Специфика современной политической жизни, вся политическая жизнь в современном мире происходит до выборов. По этой причине никто на такие сценарии жесткие, как ускорение кризиса, не шел. В результате тянули, а диспропорции увеличивались. И в результате мы оказались в сегодняшней ситуации, когда кризис уже начался, и он будет не просто сильным, а очень сильным, таким, какого в истории еще никогда не было.
Оганесян: Мы начали с элиты. Какова же судьба элит в этих условиях? Вы говорили о переформатировании элит. А где новую элиту брать?
Хазин: Это сложный вопрос. Как рассказывал мне один человек, который принимал участие в разного рода «посиделках» с некими очень крупными западными и достаточно уже немолодыми персонами, которые могут себе позволить иногда не всем говорить правду, мы можем современную политическую элиту снести всю. Как сказал мой собеседник, немножко посмеиваясь: «Горничных на всех хватит».
Проблема в другом: кого ставить на их место. Поскольку все люди, которые там занимаются, вторые, третьи, они же тем более выращены в рамках этой модели. То есть надо сначала разработать какие-то новые принципы, потом под эти принципы вырастить людей. И только потом этих людей куда-то расставлять. Вот это проблема, с которой совершенно непонятно, что делать.
Оганесян: Мы продолжаем нашу беседу о текущей ситуации, и не только о текущей. Поскольку, как вы услышали, был большой исторический экскурс, очевидно, без которого действительно трудно понять, что происходит сегодня.
Продолжая тему элит, очень короткий вопрос от нашего слушателя из Москвы. Вопрос такого рода: «А как взаимодействует и есть ли разделение между понятиями «национальные элиты» и «мировые элиты»?» От себя добавлю, может быть, рекрутируют в национальные элиты представителей мировой элиты? Или это условная линия и своего рода конспирология, которая не имеет оснований?
Хазин: Ну, это не конспирология, это просто естественное развитие. Всегда есть какие-то элиты, которые управляют обществом.
Оганесян: Другими элитами, в частности.
Хазин: Нет, управляют обществом. Можно себе представить страну, в которой элиты совершенно независимы, ну, почти. Например, я думаю, что элиты какого-нибудь племени Новой Гвинеи могут себе позволить быть независимыми от мировой элиты. Очень высока доля независимости, хотя совершенно не абсолютная, например, в Северной Корее. Но тоже очень ограничено, потому что они должны получать продовольственную помощь. И чем дальше, тем больше.
Оганесян: В Китае тоже. Даже больше, чем от нас.

- **ПОСТАНОВКА ЗАДАЧИ 1**: Воспроизведите фрагмент текста от «Хазин: Это сложный» до «непонятно, что делать.» включительно, подставив «правила» на место «принципы».
- **ПОСТАНОВКА ЗАДАЧИ 2**: Поясните на основании текста, почему Хазин считает трудным делом найти замену нынешней элите.
- **ПОСТАНОВКА ЗАДАЧИ 3**: Изложите абзац текста, начинающийся словами «Проблема в другом», короче и в виде списка.

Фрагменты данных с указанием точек

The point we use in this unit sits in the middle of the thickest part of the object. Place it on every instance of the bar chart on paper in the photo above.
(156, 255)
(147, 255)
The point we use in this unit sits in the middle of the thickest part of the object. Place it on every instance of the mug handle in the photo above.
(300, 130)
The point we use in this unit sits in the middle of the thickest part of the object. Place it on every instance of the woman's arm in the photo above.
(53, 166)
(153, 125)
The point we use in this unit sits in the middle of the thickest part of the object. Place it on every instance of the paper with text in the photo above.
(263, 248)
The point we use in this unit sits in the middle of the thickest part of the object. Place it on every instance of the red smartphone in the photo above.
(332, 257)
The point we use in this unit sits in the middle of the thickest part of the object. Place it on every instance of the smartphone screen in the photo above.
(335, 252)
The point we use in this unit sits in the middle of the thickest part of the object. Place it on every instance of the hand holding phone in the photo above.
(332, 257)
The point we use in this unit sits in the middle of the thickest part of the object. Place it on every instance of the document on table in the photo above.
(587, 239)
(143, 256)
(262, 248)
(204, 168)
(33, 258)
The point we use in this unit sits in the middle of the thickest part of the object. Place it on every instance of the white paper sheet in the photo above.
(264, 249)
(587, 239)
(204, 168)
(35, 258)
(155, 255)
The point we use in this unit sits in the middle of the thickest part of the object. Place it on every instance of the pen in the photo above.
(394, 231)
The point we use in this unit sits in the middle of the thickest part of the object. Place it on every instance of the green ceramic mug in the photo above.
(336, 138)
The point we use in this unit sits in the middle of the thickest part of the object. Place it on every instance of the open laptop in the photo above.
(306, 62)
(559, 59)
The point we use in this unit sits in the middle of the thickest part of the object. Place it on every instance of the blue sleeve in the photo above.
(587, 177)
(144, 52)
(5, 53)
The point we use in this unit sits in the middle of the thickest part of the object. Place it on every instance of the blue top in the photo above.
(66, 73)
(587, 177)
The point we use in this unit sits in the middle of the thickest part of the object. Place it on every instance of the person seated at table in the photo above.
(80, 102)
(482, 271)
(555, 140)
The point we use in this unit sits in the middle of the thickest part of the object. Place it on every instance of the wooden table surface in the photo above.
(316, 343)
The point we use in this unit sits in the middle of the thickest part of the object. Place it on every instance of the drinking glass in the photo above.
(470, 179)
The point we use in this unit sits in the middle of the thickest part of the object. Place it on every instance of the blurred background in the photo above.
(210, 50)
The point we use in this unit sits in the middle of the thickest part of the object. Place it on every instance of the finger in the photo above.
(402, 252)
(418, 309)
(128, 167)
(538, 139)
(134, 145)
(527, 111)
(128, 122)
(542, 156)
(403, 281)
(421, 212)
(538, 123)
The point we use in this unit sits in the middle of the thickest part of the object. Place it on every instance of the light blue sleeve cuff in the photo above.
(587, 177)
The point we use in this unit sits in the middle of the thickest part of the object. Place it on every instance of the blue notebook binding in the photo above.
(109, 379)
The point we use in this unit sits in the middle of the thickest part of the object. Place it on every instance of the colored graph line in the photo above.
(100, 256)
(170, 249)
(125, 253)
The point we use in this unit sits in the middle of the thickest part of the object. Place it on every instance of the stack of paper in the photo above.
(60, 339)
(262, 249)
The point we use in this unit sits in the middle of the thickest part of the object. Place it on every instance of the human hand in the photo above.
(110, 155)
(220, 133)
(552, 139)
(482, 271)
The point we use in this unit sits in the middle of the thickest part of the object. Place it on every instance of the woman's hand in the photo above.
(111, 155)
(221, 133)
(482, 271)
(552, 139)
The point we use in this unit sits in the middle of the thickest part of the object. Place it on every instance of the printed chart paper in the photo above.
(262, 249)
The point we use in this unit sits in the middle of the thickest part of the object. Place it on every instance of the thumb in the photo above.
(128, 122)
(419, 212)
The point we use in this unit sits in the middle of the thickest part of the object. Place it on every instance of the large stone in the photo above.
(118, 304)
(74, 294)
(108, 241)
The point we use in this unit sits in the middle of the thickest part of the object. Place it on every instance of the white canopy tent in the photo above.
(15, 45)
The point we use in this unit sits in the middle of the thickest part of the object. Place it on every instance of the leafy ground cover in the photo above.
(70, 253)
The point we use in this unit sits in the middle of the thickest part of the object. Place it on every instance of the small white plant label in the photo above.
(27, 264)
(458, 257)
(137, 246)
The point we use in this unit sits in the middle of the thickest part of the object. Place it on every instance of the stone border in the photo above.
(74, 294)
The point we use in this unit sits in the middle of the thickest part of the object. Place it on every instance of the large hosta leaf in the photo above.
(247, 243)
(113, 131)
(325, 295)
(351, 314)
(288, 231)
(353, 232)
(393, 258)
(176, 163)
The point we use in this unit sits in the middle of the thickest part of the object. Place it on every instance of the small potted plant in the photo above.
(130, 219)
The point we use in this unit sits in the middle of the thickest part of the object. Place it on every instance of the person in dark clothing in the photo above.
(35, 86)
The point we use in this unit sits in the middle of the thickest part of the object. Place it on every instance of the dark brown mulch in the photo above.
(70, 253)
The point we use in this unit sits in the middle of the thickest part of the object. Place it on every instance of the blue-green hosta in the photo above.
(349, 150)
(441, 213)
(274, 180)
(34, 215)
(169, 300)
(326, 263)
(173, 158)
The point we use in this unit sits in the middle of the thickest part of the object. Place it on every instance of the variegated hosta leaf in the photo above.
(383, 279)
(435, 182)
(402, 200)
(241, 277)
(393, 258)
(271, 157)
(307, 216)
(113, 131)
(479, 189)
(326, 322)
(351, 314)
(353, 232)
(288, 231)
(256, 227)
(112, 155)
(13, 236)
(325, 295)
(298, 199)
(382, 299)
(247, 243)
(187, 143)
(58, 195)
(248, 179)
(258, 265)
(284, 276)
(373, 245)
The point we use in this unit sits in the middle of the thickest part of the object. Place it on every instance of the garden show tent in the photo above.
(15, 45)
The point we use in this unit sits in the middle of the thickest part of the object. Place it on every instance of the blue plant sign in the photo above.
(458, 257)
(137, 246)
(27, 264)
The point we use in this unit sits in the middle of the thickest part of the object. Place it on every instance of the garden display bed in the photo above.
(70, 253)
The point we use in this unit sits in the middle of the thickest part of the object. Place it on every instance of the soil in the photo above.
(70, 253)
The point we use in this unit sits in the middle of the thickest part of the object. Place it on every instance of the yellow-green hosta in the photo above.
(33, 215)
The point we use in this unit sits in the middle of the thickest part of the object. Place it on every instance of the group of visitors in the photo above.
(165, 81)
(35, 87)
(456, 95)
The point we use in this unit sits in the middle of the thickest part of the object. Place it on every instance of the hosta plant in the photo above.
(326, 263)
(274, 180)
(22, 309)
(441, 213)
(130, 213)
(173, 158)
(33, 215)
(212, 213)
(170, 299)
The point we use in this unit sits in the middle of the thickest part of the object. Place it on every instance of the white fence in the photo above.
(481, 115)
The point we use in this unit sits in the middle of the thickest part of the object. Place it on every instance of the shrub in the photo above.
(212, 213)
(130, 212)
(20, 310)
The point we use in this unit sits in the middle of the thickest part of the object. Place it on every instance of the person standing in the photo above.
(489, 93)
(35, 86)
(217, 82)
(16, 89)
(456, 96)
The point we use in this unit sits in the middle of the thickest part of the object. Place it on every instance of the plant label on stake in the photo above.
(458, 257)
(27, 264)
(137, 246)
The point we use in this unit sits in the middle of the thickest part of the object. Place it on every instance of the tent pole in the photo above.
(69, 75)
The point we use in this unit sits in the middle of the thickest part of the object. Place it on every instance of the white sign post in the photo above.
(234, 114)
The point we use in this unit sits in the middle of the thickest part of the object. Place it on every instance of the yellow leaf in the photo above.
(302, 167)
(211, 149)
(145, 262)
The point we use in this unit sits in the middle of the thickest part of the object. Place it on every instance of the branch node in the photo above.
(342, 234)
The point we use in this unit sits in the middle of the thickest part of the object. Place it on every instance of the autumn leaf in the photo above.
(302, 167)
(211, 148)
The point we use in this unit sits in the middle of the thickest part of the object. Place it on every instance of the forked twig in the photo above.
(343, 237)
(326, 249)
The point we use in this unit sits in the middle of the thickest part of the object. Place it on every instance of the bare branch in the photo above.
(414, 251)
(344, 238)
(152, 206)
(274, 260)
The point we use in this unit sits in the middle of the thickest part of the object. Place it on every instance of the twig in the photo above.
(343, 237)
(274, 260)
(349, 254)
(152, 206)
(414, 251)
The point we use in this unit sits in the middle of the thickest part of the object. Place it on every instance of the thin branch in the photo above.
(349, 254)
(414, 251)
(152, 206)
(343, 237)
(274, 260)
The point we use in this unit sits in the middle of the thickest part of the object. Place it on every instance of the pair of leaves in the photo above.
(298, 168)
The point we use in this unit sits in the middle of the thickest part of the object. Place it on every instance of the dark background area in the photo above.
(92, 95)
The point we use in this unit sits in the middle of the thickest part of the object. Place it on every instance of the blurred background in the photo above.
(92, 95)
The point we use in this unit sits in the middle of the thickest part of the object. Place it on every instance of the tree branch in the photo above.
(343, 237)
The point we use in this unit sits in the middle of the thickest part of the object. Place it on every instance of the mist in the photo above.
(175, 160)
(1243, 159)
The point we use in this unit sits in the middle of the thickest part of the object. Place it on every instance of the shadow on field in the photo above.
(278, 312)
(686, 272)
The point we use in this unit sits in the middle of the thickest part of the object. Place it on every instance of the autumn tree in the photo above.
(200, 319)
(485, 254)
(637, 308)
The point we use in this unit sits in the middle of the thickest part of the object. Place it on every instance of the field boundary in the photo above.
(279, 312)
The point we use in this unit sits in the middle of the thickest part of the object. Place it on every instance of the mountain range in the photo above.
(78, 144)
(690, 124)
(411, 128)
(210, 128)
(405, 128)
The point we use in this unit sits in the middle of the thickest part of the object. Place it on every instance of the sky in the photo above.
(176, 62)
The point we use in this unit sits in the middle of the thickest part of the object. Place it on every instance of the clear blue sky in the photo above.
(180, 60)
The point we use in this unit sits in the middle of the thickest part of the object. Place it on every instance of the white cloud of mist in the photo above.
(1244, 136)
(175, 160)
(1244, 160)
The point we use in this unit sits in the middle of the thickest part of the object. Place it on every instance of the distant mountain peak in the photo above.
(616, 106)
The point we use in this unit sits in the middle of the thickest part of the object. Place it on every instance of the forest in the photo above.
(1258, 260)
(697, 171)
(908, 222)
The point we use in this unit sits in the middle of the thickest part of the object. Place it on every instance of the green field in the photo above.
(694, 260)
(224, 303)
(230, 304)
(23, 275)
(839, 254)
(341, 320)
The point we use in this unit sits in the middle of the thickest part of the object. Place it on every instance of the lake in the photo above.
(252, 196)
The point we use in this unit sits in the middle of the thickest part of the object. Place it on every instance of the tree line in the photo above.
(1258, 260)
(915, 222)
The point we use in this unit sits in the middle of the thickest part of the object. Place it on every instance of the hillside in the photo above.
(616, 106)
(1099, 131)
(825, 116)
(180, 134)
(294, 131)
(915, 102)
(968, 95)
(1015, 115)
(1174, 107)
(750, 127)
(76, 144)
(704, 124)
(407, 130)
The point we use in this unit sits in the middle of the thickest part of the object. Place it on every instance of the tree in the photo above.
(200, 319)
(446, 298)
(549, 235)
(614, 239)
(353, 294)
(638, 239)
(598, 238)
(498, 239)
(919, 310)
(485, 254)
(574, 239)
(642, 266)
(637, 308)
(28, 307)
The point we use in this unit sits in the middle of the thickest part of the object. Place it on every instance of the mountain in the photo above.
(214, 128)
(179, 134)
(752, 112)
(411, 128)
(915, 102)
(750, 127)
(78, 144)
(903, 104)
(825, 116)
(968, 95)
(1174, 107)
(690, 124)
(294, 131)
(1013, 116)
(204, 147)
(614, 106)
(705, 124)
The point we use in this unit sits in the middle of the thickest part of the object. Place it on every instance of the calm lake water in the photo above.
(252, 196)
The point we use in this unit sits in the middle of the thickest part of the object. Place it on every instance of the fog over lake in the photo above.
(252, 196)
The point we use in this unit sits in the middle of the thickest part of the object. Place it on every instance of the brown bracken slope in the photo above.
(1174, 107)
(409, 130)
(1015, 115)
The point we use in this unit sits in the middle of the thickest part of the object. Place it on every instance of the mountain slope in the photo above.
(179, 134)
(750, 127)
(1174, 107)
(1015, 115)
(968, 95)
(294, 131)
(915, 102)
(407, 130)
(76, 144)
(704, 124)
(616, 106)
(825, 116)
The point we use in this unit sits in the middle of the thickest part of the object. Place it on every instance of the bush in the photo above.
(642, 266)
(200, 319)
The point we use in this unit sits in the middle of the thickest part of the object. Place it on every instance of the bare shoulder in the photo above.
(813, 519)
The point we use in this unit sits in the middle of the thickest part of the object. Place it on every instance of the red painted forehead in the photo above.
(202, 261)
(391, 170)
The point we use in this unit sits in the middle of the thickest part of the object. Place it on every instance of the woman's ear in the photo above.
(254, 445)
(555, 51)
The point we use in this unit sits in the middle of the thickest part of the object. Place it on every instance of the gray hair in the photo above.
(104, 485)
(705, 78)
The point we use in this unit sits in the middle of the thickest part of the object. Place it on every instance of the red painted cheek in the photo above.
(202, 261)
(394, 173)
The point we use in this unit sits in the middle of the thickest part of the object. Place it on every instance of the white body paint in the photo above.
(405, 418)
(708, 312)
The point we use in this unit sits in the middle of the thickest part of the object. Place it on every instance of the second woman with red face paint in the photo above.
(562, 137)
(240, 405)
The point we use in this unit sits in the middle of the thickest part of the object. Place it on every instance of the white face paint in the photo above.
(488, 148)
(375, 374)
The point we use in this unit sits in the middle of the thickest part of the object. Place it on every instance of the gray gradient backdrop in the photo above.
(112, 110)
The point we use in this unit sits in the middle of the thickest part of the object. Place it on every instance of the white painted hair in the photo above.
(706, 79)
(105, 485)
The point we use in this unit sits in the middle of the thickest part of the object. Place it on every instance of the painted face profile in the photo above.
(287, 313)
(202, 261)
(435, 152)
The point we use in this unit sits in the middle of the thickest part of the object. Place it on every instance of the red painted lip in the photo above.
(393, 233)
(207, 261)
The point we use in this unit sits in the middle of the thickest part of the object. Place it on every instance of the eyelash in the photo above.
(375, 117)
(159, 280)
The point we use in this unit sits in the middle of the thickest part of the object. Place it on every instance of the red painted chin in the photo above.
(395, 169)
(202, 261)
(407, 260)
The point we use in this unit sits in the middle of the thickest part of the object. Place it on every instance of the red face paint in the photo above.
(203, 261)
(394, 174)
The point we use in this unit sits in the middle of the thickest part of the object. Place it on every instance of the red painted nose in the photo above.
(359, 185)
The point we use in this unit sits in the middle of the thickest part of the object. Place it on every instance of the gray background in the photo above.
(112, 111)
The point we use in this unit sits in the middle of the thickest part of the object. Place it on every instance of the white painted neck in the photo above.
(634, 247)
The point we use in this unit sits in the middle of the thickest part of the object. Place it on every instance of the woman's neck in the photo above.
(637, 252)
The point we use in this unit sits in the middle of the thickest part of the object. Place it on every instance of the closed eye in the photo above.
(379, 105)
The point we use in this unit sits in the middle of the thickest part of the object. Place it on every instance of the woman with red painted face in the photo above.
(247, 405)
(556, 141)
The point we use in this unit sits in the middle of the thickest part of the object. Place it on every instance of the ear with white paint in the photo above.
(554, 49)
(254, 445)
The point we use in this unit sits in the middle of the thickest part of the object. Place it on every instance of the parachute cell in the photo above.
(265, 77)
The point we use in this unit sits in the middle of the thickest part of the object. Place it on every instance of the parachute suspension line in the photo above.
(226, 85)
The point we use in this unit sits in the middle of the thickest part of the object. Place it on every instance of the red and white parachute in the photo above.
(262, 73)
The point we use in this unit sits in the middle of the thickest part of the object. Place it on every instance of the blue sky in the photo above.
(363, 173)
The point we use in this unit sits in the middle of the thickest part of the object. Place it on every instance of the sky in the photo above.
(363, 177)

- **ПРАВИЛЬНЫЙ ОТВЕТ 1**:
Хазин: Это сложный вопрос. Как рассказывал мне один человек, который принимал участие в разного рода «посиделках» с некими очень крупными западными и достаточно уже немолодыми персонами, которые могут себе позволить иногда не всем говорить правду, мы можем современную политическую элиту снести всю. Как сказал мой собеседник, немножко посмеиваясь: «Горничных на всех хватит».
Проблема в другом: кого ставить на их место. Поскольку все люди, которые там занимаются, вторые, третьи, они же тем более выращены в рамках этой модели. То есть надо сначала разработать какие-то новые правила, потом под эти правила вырастить людей. И только потом этих людей куда-то расставлять. Вот это проблема, с которой совершенно непонятно, что делать.

- **ПРАВИЛЬНЫЙ ОТВЕТ 2**: Все люди второго и третьего эшелона выращены в рамках той же модели. Поэтому сначала нужно разработать новые принципы, затем вырастить под них людей и только после этого их расставлять.

- **ПРАВИЛЬНЫЙ ОТВЕТ 3**:
- Главная трудность в том, кого поставить на место нынешней элиты.
- Люди второго и третьего ряда выращены в рамках той же модели.
- Необходимый порядок действий: разработать новые принципы, вырастить под них людей, затем расставить их.
- Как решить эту проблему, совершенно непонятно.